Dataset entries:

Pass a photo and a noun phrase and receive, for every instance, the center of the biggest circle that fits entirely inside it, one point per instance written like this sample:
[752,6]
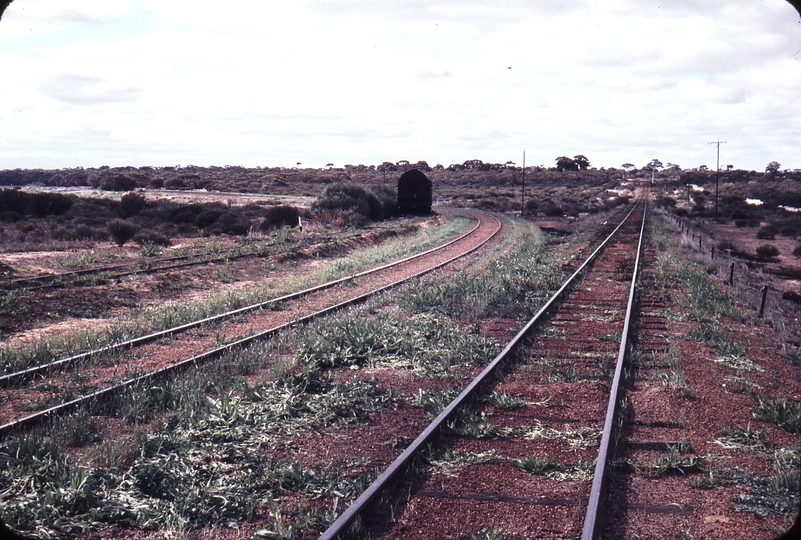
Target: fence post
[764,298]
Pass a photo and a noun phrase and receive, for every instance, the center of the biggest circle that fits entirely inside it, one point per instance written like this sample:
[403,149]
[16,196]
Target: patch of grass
[11,303]
[489,533]
[674,377]
[451,461]
[434,402]
[738,437]
[777,493]
[426,343]
[673,461]
[711,482]
[566,375]
[510,287]
[704,298]
[576,438]
[778,411]
[505,402]
[536,465]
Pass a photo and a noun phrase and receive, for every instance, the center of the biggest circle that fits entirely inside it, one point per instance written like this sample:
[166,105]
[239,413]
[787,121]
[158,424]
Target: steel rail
[8,379]
[149,267]
[593,520]
[9,283]
[369,496]
[213,353]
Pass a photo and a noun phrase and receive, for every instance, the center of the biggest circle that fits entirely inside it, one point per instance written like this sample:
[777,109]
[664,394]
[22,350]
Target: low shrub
[151,237]
[122,231]
[768,251]
[349,202]
[725,245]
[553,210]
[46,204]
[209,217]
[117,182]
[766,233]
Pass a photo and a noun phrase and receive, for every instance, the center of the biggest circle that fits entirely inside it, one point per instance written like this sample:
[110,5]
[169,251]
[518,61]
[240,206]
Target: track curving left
[150,357]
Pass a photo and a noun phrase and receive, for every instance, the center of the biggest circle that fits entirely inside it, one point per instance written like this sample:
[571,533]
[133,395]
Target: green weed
[778,411]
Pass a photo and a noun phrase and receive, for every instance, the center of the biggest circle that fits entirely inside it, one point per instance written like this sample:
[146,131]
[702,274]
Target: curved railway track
[156,359]
[138,267]
[583,339]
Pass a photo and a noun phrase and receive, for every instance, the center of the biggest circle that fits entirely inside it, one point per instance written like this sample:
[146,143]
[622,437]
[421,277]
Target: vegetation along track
[501,459]
[159,264]
[63,384]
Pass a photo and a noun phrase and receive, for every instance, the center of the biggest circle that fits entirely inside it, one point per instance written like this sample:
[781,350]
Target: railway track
[534,472]
[139,267]
[97,377]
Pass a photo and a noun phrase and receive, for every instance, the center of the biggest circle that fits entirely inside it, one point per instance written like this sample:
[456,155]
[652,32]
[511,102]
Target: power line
[717,177]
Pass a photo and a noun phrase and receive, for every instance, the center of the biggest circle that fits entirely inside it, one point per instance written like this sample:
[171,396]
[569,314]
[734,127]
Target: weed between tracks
[715,312]
[143,321]
[199,448]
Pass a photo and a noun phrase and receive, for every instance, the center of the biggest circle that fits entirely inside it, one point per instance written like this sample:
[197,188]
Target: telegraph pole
[523,193]
[717,177]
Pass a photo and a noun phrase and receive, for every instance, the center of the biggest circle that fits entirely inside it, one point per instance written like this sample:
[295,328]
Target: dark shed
[414,193]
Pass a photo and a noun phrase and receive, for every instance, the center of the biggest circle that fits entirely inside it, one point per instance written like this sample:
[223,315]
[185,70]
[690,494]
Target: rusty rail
[10,378]
[371,494]
[40,416]
[593,520]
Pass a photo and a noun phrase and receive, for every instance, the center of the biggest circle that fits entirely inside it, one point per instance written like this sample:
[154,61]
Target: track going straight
[100,373]
[533,466]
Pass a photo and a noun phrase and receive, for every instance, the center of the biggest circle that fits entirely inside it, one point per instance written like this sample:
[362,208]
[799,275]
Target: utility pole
[717,177]
[523,193]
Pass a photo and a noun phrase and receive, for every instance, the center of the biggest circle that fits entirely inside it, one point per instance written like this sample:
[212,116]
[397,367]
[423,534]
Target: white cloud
[275,83]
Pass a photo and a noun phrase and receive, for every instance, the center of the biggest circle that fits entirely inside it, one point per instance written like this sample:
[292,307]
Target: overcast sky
[273,83]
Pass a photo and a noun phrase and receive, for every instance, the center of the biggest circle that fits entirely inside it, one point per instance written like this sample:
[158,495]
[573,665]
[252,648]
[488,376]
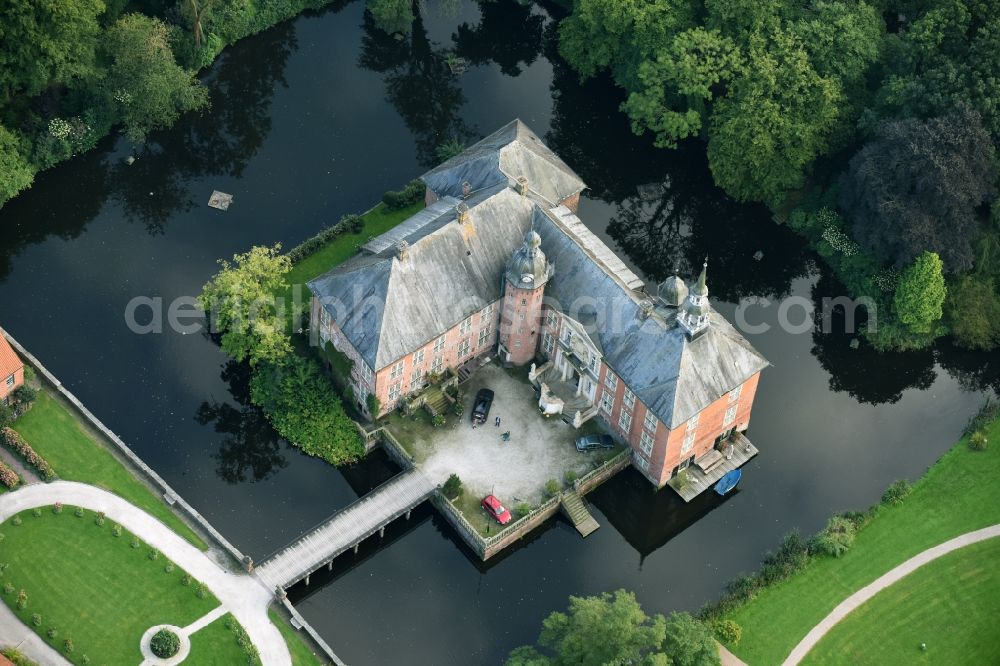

## Try it:
Go through the records above and write out every line exactly, passing over the pictures.

## Response:
Pass a photo and a noun phrase and receive, for every instance, the center of the biggest circle that fits entirely inside it, one point per instance written like this sample:
[752,6]
Target: fence post
[764,298]
Pass a photo and a noun phrase and receive, for every instance, the center of the biggest circle that fits entirely inside it, one point per instance written like this sample:
[403,149]
[16,196]
Target: patch of grass
[11,303]
[489,533]
[674,377]
[451,461]
[434,402]
[738,437]
[777,493]
[426,343]
[673,461]
[711,482]
[566,375]
[510,287]
[704,298]
[576,438]
[778,411]
[505,402]
[536,465]
Pass a photo and a noun phrase and receive, for every instance, the center of the biggest circle that fits entirely inside it, one point per instance written like this sample:
[166,105]
[239,413]
[787,121]
[158,424]
Target: steel rail
[8,379]
[149,267]
[593,520]
[9,283]
[369,496]
[213,353]
Pass a photo and a noun phrase and receive, for every instance, the center of the biggest circle that fits entirely inside it, one point per instance written like this sample:
[777,109]
[664,394]
[22,350]
Target: low shrub
[151,237]
[122,231]
[768,251]
[349,202]
[725,245]
[553,210]
[46,204]
[209,217]
[117,182]
[766,233]
Pass a photo and a noun phrase and receive, for every instance, the center of the biggest circle that fits entirely inside it, one point per instance written like this sample:
[110,5]
[169,251]
[518,61]
[240,206]
Target: track curving left
[150,357]
Pass a photo and a noun phrase and receive, for every instance, the center of the biggest circle that fits entirely inside it, one point per instance written like this sample:
[571,533]
[133,395]
Target: green weed
[778,411]
Pass a photo and a noun phrase and receive, for every instance, the center of the biggest circle that fits entirely inside it, one point per instance written like this sample:
[146,131]
[702,274]
Target: curved railway track
[156,359]
[138,267]
[583,339]
Pass a photo and a noun phrase and receive, for every instance, the center of the biggest circle that fits entirely inside it, one point per instance written like this sample:
[146,143]
[622,437]
[421,277]
Target: vegetation along track
[501,459]
[159,264]
[63,384]
Pass a photo and a noun phrase and receive, for every instance, the center of the biggest circle that fits entirely inside it, one point per instance written like this sample:
[781,350]
Target: railway track
[534,472]
[139,267]
[97,377]
Pass a photo and a noun phrase and receive, for every instance, the center of the biggest circle that fits entirely inside it, one point per instance written like this sample:
[456,155]
[652,32]
[511,102]
Target: power line
[717,177]
Pass a photo and a noun phrase and receive, for every instance, the center of the biggest circle that fits entirely inside it, one point per instance written like this sample:
[171,396]
[569,314]
[734,127]
Target: weed between tracks
[715,312]
[143,321]
[199,448]
Pass a photo and a noun phrase and receive, for every instance, the center of the biggest circle that fits entirely inside it, one point per instance written like this sample:
[197,188]
Target: telegraph pole
[523,193]
[717,177]
Pass a photo and a noun phrase and receive, for every instance, the center of the biggest circle that fits entirely inside it, one point per instance written like this sample:
[295,328]
Target: dark shed
[414,193]
Pass a photo and a noun phrase and receive, for every instance, the center of the biggest circle that fits entirely inside it, one point per instance written like this sample:
[223,315]
[185,70]
[690,494]
Target: rusty rail
[10,378]
[371,494]
[40,416]
[593,520]
Pass a photo and a noun phrase and receive, for every instance, the center of the biggest circle that fits entirely inside it, one point per instance written like this sample:
[154,61]
Target: track going straight
[100,373]
[533,466]
Pass a photo and a noun phrase and receive, for every instance, the center of the biggest circle that fits entirely inside it, one point per instance written like this sample:
[362,208]
[799,275]
Target: utility pole
[717,177]
[523,193]
Pass a photo and a noun phrase and receive, for every instance, the center of the biggest circle that fits entirely inside it, one point per instance written like this sample:
[212,116]
[397,367]
[423,534]
Target: white cloud
[275,83]
Pass a photo and a noun phrase and receive, for every instance, the center of the biggest circle that fits entirely inside it, one point per instance written like this sample:
[292,307]
Target: overcast sky
[273,83]
Pass a photo and a noun phrase and receive, for every instance, the center of the biggest circle that fits entirely inside it, one point per instance written like this sample:
[158,495]
[573,665]
[252,648]
[488,376]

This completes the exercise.